**EXERCISE INSTRUCTIONS:**
Filter the lines below and copy out each one that contains the string "blue". Matching is case-sensitive.
** begin EXTRACTED RECORDS **
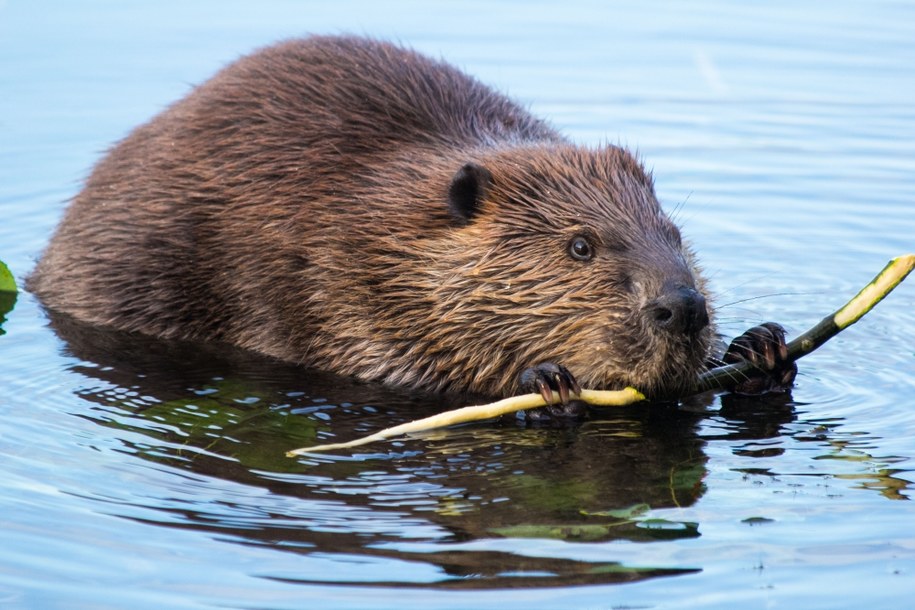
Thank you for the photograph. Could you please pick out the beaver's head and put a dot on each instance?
(563, 254)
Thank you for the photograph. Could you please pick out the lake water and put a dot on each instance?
(141, 474)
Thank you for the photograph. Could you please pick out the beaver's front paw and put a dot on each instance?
(764, 346)
(546, 378)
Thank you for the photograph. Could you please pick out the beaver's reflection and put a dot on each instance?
(228, 414)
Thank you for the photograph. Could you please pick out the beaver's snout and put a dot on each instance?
(679, 309)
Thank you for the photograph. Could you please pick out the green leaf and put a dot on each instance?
(7, 282)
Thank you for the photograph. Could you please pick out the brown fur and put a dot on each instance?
(297, 204)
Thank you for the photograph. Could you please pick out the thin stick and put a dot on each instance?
(466, 414)
(896, 270)
(718, 378)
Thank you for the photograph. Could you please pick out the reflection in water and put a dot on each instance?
(228, 417)
(7, 302)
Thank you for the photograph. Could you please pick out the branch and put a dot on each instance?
(715, 379)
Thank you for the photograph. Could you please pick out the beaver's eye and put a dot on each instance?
(581, 249)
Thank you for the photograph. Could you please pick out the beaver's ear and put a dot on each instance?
(467, 190)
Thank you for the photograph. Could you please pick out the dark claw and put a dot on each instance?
(764, 346)
(546, 378)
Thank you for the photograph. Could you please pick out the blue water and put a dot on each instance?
(149, 475)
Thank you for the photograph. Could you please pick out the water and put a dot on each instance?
(147, 475)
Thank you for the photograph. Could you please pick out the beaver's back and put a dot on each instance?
(184, 228)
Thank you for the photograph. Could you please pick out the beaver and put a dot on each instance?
(352, 205)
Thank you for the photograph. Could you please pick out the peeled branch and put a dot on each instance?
(717, 378)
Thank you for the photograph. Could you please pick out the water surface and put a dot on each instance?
(147, 474)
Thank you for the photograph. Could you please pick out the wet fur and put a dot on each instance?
(297, 205)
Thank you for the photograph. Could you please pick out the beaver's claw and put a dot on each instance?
(764, 346)
(546, 378)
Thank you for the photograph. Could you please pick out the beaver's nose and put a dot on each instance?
(678, 309)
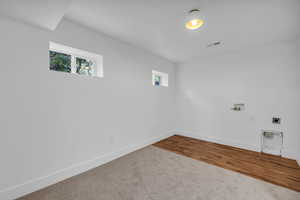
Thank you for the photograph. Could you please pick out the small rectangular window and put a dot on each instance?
(159, 79)
(60, 61)
(71, 60)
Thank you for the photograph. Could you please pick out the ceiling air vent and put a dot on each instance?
(214, 44)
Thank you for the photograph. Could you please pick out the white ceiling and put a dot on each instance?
(158, 25)
(43, 13)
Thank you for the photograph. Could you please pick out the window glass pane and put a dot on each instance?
(85, 67)
(157, 80)
(60, 62)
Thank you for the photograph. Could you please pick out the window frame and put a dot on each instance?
(77, 53)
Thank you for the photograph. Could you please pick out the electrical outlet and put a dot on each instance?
(276, 120)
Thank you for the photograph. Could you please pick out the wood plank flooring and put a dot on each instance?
(273, 169)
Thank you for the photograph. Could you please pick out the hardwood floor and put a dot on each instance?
(274, 169)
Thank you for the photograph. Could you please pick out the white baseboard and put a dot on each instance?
(60, 175)
(218, 141)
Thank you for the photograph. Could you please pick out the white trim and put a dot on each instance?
(55, 177)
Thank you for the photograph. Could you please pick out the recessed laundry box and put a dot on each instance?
(272, 142)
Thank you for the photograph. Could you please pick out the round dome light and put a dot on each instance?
(194, 20)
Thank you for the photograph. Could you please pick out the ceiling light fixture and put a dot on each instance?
(195, 20)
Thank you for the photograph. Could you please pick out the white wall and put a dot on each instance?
(53, 120)
(266, 79)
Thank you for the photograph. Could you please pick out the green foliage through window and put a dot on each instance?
(60, 62)
(84, 67)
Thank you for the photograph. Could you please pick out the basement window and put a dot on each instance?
(159, 79)
(67, 59)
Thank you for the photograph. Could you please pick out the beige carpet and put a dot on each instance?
(156, 174)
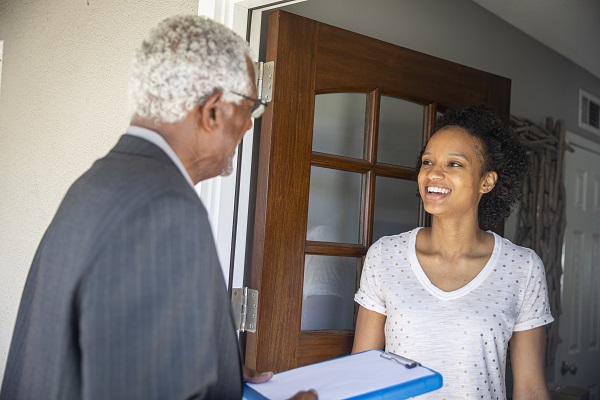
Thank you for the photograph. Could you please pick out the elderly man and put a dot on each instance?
(125, 298)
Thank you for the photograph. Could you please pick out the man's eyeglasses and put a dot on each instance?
(258, 108)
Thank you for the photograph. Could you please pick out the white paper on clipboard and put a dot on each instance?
(347, 377)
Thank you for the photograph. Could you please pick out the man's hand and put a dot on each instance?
(254, 376)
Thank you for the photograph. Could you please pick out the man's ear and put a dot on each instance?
(209, 112)
(489, 181)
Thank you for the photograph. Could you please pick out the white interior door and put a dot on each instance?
(578, 356)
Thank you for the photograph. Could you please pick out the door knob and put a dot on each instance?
(568, 367)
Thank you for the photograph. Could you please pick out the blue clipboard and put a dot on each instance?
(372, 374)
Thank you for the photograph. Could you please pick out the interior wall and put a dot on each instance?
(62, 106)
(544, 83)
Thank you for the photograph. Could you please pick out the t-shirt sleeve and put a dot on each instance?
(370, 295)
(535, 310)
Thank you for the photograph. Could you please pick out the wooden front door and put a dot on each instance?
(338, 146)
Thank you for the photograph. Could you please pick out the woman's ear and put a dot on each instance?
(489, 181)
(209, 112)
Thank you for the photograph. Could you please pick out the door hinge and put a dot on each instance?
(244, 302)
(264, 80)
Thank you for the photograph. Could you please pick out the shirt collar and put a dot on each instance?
(158, 140)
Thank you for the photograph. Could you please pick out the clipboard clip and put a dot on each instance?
(407, 362)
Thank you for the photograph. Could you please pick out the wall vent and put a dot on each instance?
(589, 112)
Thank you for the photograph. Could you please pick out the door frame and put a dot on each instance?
(227, 199)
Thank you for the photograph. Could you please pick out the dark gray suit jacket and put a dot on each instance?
(125, 298)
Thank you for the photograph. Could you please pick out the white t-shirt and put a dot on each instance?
(462, 334)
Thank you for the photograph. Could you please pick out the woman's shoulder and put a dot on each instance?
(397, 239)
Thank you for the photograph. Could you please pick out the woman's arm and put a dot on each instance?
(369, 334)
(527, 352)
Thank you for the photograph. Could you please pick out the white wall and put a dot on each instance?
(62, 106)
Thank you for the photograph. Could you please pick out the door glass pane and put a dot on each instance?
(400, 136)
(396, 206)
(340, 124)
(328, 294)
(335, 204)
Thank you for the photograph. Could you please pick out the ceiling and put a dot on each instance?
(569, 27)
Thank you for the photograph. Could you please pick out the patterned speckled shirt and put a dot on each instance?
(463, 334)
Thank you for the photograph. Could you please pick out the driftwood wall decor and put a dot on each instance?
(542, 217)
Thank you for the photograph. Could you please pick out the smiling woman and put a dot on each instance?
(454, 290)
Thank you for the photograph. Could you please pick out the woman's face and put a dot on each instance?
(451, 180)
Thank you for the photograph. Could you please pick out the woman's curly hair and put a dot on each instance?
(501, 151)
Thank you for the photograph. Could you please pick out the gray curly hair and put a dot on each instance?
(184, 59)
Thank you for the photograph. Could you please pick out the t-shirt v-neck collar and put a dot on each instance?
(469, 287)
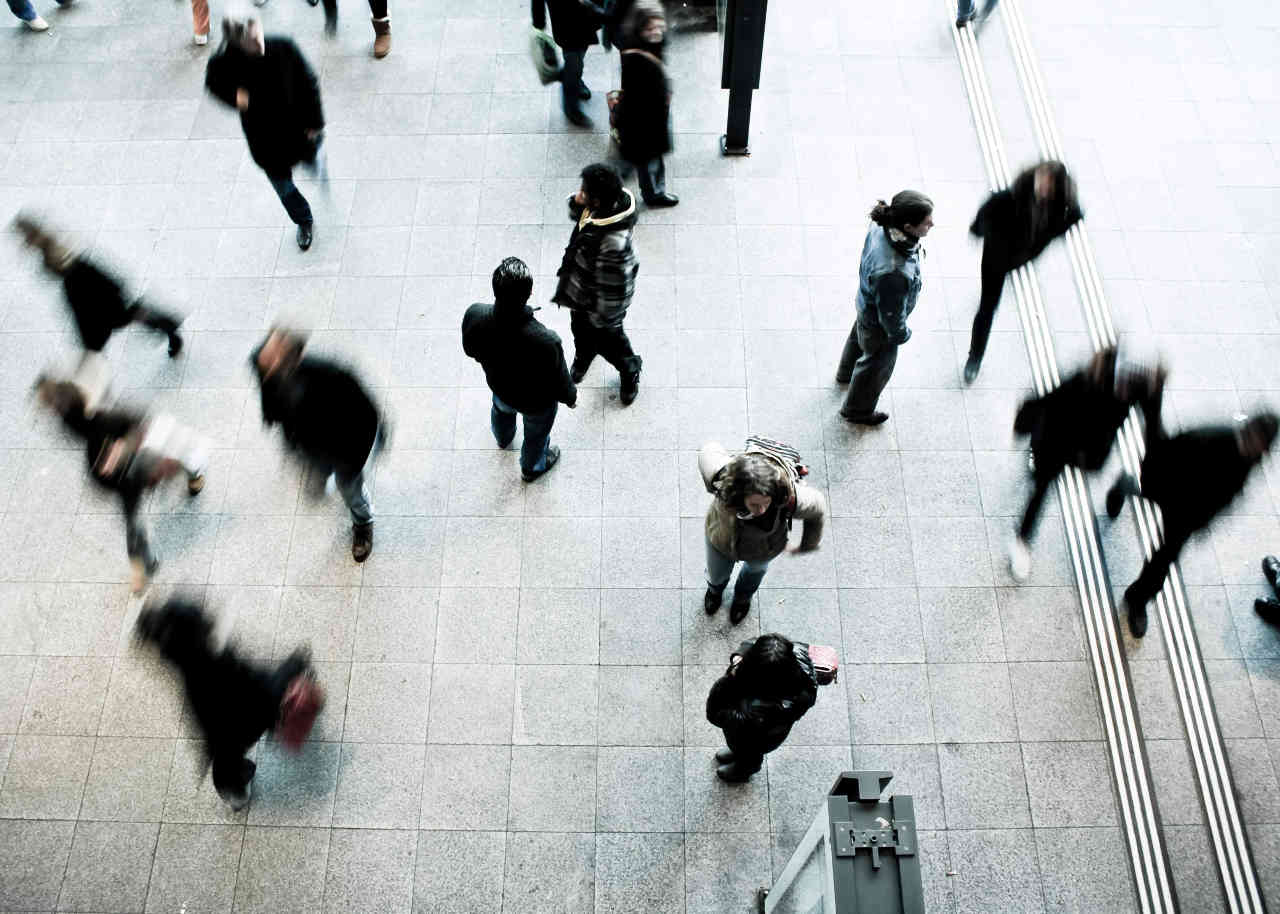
** end EXTRACTED RECORDS **
**PROBLEM SOLUTION:**
Thank you for the photograph. Could you please pick out the blue water and put a dot on each instance?
Thank you for the photograph. Could you please pick out the blue clipboard and put a dot on each instance?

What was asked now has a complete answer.